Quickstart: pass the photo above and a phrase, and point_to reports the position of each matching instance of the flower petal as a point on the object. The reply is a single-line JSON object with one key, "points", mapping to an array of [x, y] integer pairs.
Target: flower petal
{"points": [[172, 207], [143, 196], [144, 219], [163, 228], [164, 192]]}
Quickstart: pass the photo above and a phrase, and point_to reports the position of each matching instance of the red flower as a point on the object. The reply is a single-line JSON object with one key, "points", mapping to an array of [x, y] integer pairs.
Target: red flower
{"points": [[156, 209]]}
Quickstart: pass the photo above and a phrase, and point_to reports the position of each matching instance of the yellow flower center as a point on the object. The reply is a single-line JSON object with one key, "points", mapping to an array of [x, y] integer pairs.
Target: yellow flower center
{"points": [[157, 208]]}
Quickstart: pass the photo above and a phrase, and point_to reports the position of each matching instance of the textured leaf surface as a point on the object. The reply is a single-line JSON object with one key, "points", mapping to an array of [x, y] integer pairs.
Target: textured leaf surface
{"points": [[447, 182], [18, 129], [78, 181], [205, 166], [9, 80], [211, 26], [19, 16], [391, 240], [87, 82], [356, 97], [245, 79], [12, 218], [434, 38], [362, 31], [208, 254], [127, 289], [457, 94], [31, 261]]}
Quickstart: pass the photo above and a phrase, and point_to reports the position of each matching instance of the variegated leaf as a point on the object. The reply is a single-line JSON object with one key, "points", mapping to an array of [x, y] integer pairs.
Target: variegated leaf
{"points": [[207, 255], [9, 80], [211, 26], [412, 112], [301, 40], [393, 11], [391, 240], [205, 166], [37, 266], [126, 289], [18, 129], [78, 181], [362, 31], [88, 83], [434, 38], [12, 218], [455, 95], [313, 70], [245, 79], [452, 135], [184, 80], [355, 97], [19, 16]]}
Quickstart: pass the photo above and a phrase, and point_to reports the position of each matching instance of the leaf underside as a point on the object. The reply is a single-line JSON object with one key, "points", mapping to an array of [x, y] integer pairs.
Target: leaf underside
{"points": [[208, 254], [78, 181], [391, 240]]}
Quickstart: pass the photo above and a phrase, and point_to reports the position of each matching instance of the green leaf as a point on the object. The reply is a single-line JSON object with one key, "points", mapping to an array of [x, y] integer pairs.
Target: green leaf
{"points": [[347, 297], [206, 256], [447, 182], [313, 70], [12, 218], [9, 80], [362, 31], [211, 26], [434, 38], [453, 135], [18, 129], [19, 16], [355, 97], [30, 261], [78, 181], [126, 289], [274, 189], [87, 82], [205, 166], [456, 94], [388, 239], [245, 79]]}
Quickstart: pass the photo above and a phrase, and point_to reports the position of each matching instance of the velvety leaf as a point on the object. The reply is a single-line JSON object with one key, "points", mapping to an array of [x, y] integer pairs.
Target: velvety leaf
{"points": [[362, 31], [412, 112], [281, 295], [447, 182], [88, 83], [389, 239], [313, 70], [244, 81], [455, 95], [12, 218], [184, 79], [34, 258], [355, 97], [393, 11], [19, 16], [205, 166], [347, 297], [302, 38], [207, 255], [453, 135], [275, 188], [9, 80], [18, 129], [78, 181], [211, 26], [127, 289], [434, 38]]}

..............................

◆ **What to produce**: The range runs from the line with "Target: flower petal" up to and including the line with "of the variegated" in the listing above; please write out exactly those lines and nothing more.

◆ **Solution**:
Target: flower petal
{"points": [[172, 207], [143, 196], [144, 219], [163, 228], [164, 192]]}
Quickstart: pass the photo above and a phrase, and point_to reports the position of each matching instance of the red flower as a point on the object. The reply is a single-line JSON object with one key, "points", mapping to an array of [x, y] integer pairs.
Target: red flower
{"points": [[156, 209]]}
Quickstart: pass the photo above and a phrase, and point_to reports the position of each matching instance of the yellow flower center as a point on the object. The reply is a single-line JSON object with one key, "points", mapping to an array of [x, y] integer pairs.
Target: yellow flower center
{"points": [[157, 208]]}
Quickstart: pass the photo above and a phrase, and point_to reports the position of each matching instance of the textured leaf surface as a point on the object. The reply is a single-line JSON object with one key, "points", mapping to an array of [x, y] integer pairs.
Target: textured leaf surface
{"points": [[447, 182], [18, 129], [78, 181], [205, 166], [9, 80], [211, 26], [19, 16], [391, 240], [87, 82], [356, 97], [245, 79], [12, 218], [434, 38], [362, 31], [208, 254], [127, 289], [457, 94], [31, 261]]}
Quickstart: pass the photo above and a phrase, and point_to reports the position of each matching instance of the variegated leaf as a point on the object. The reply is a single-line JSON object with one key, "points", mapping to an array of [x, y] integer pairs.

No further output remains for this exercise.